### TASK TO COMPLETE
Count the lines in the records below that contain the string "tree", matching case, and give only that number.
---------------
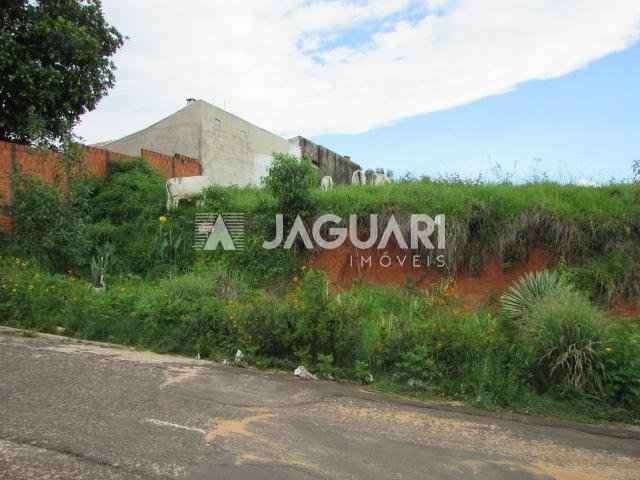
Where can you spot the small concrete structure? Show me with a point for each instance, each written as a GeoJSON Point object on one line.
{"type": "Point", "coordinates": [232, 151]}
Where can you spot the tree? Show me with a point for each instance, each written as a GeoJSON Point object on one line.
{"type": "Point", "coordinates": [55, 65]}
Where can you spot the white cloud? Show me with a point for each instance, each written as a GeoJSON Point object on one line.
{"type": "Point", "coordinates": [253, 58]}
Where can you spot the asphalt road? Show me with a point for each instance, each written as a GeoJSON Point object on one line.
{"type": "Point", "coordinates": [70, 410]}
---------------
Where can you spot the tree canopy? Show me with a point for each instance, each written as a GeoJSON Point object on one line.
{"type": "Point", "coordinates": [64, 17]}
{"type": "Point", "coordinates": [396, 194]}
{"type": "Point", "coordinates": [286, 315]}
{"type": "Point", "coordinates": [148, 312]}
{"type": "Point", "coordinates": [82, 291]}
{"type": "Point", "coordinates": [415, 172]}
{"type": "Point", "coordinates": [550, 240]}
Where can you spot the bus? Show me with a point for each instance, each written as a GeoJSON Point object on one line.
---------------
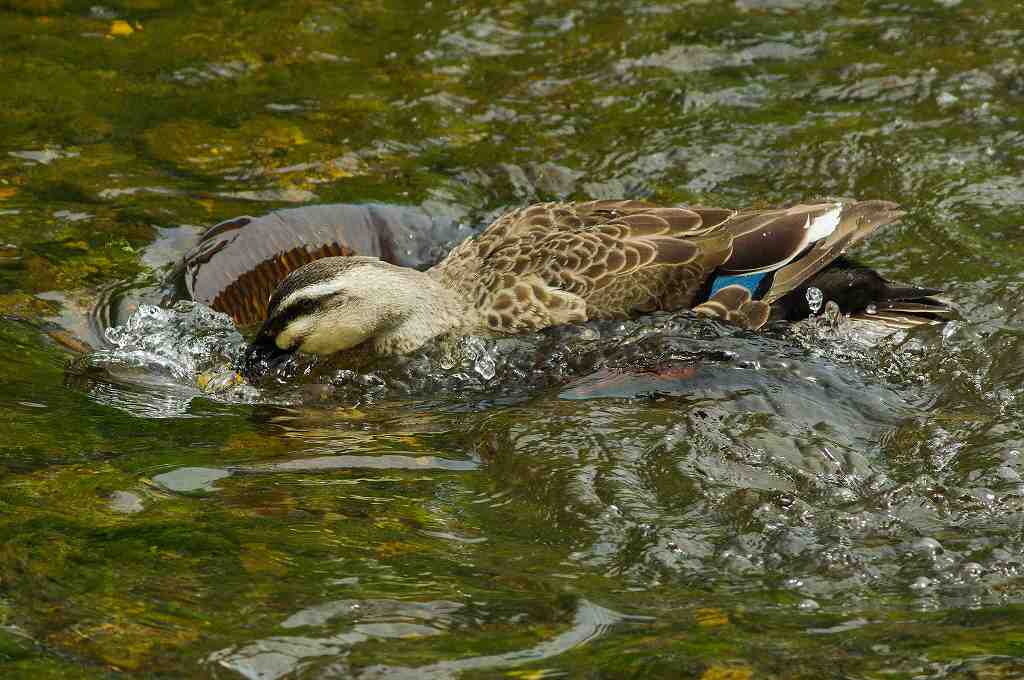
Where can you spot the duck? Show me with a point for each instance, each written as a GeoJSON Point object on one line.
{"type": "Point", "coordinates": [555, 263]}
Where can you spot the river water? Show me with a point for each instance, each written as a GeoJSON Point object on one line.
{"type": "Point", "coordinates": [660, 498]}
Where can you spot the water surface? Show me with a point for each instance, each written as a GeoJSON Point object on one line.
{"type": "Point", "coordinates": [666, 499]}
---------------
### EXPECTED ANSWER
2